* **TEXT SEGMENT**:
· · · · · · ·

# Any thoughts on the SMSL SAP-4s amp?



## dh0licious

In the market for a small cMoy, I came across this little critter on e b a y - the SMSL SAP-4s (MAX9722): 
  - http://www.ebay.com.au/itm/2013-New-version-SMSL-SAP-4S-Ultra-thin-portable-Headphone-amplifier-Black-/321104815565?pt=AU_Electronics_Audio_Amplifiers&hash=item4ac356a5cd&_uhb=1
   
   
  I have found a couple of reviews:
  - http://www.anythingbutipod.com/forum/showthread.php?t=72005
  - http://www.head-fi.org/products/new-version-smsl-sap-4s-portable-power-headphone-amplifier-black/reviews/9116
   
   
  But just wondering in addition what you fella's think of this little guy? I'm after a small, slim-profile amp that I can keep in my pocket attached to my iPhone. 
   
   
  If it matters, i'm tossing up between this amp and the Zigis's ABB cMoy (OPA2134 or LM4562),
  - http://cgi.ebay.com.au/ws/eBayISAPI.dll?ViewItem&item=251241570620
   
   
  and Fred's tiny Eclipse tin cMoy (althought not too sure if i'll like the Tpa6111a2 opamp)
  - http://www.ebay.com.au/itm/Headphone-amplifier-eclipse-tin-cmoy-RECHARGABLE-audiophile-quality-Black-Ch-/200908741875?pt=AU_Electronics_Audio_Amplifiers&hash=item2ec7181cf3&_uhb=1
   
   
   
  I don't even know why I put up a poll, but I did. Just for the heck of it. Ignore it if you want!
   
  Adios


----------



## dh0licious

Bump


----------



## dh0licious




----------



## zoologico

I've interest in this smsl little amp. Quite slim and in the review you hold says that's a great amp for the prive, beating e11 an c&c bh. If that's true, and for 49$ I'll order one!.
Waiting for another review, may be ClieOs?...


----------



## dh0licious

Quote: 





zoologico said:


> I've interest in this smsl little amp. Quite slim and in the review you hold says that's a great amp for the prive, beating e11 an c&c bh. If that's true, and for 49$ I'll order one!.
> Waiting for another review, may be ClieOs?...


 
   
   
  Someone try it! This could be the next C&C BH....!


----------



## ClieOS

Quote: 





zoologico said:


> Waiting for another review, may be ClieOs?...


 
   
  Not sure I'll be interested. It is based on MAX9722, the same chip in FiiO E6. But this doesn't mean it will be the same SQ, as iFi iDAC uses the same chip and the result is actually quite good. However, iDAC has the advantage of being a desktop gear so it benefits from a great power supply. From the internal picture of the SAP-4, I can see they are using the reference design from Maxim and run straight from a 3.7V Li-ion battery, which is much simpler in design than E11 or BH. Of course, no one can judge SQ by looking at the circuit.


----------



## Liveartonline

Hi Clieos, this is somewhat unrelated, but what's the coldest sound amp with preferably a slight boost to treble, good transparency and soundstage under $200? I need something  to complement the Aurisonics ASG-1, which has very forward mids and recessed treble.


----------



## ClieOS

Quote: 





liveartonline said:


> Hi Clieos, this is somewhat unrelated, but what's the coldest sound amp with preferably a slight boost to treble, good transparency and soundstage under $200? I need something  to complement the Aurisonics ASG-1, which has very forward mids and recessed treble.

· · · · · · ·

* **STORED DATA**:

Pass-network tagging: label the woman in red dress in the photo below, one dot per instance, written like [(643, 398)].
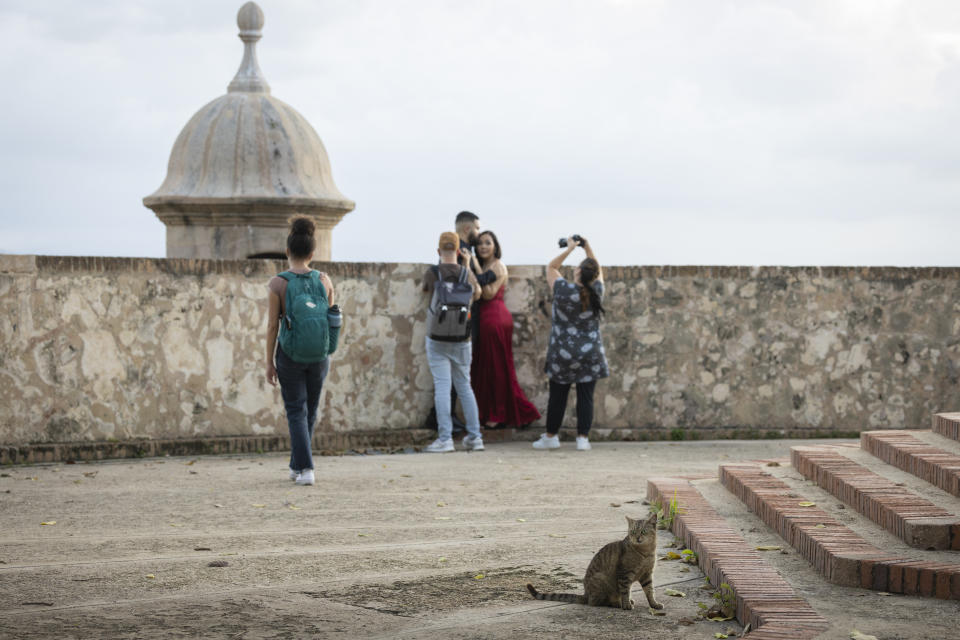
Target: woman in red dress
[(499, 396)]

· · · · · · ·

* **INSTRUCTIONS**:
[a] In the SMSL SAP-4s thread, rewrite the passage starting at "and Fred's tiny" and ending at "if you want!", switching "poll" to "survey".
[b] List every chip or opamp model number named in the SMSL SAP-4s thread.

* **EXPECTED RESPONSES**:
[a]
and Fred's tiny Eclipse tin cMoy (althought not too sure if i'll like the Tpa6111a2 opamp)
  - http://www.ebay.com.au/itm/Headphone-amplifier-eclipse-tin-cmoy-RECHARGABLE-audiophile-quality-Black-Ch-/200908741875?pt=AU_Electronics_Audio_Amplifiers&hash=item2ec7181cf3&_uhb=1
   
   
   
  I don't even know why I put up a survey, but I did. Just for the heck of it. Ignore it if you want!

[b]
MAX9722
OPA2134
LM4562
Tpa6111a2